• EXCERPT PROVIDED:
###

Thank you all! Tonight caps an amazing journey. A really, really long journey.

It's wonderful to be back in Brooklyn, here in this beautiful building. It may be hard to see, but we're all standing under a glass ceiling right now—don't worry, we're not smashing this one.

Thanks to you, we've reached a milestone—the first time in our history that a woman will be a major party's nominee for President of the United States.

Tonight's victory is not about one person. It belongs to generations of women and men who struggled and sacrificed and made this moment possible.

Tonight belongs to all of you.

I want to thank all the volunteers, community leaders, activists, and organizers who supported our campaign in every state and territory. Thank you for talking to your neighbors and for making contributions to hillaryclinton.com. Your efforts have produced a strong majority of the popular vote, victories in a majority of the contests, and after tonight, a majority of pledged delegates.

###

• DATA BLOCK:
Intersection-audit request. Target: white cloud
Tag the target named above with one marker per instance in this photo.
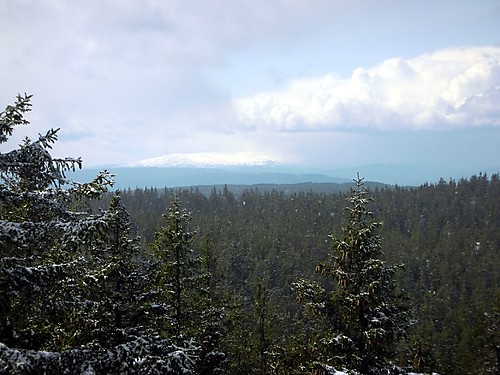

###

• TASK GOAL: Pick up the nomination victory speech right after its last sentence, about winning a majority of pledged delegates, and carry it on in the same voice.

• THE RESPONSE:
I also want to thank all the people across this country who've taken the time to talk with me. I've learned a lot from you about the persistent problems and the unfinished promise of America. So many of you feel like you're out there on your own, and no one has your backs. Well, I do. I hear you, I see you, and if I'm fortunate enough to serve as your president, I'll always have your back.

I want to congratulate Senator Sanders for the extraordinary campaign he has run. He's spent his career fighting for progressive causes and principles, and he's excited millions of voters, especially young people. Let there be no mistake: Senator Sanders, his campaign, and the vigorous debate we've had about how to raise incomes, reduce inequality, and increase upward mobility have been very good for the Democratic Party and for America.

This has been a hard-fought, deeply-felt campaign. But whether you supported me, or Senator Sanders, or one of the Republicans, we all need to keep working toward a better, fairer, stronger America.

It never feels good to put your heart into a cause or a candidate you believe in—and to come up short.

I know that feeling well.

But, as we look ahead to the battle that awaits, let's remember all that unites us.

We all want an economy with more opportunity and less inequality, where Wall Street can never wreck Main Street again. We all want a government that listens to the people, not the power brokers, which means getting unaccountable money out of politics. And we all want a society that is tolerant, inclusive, and fair.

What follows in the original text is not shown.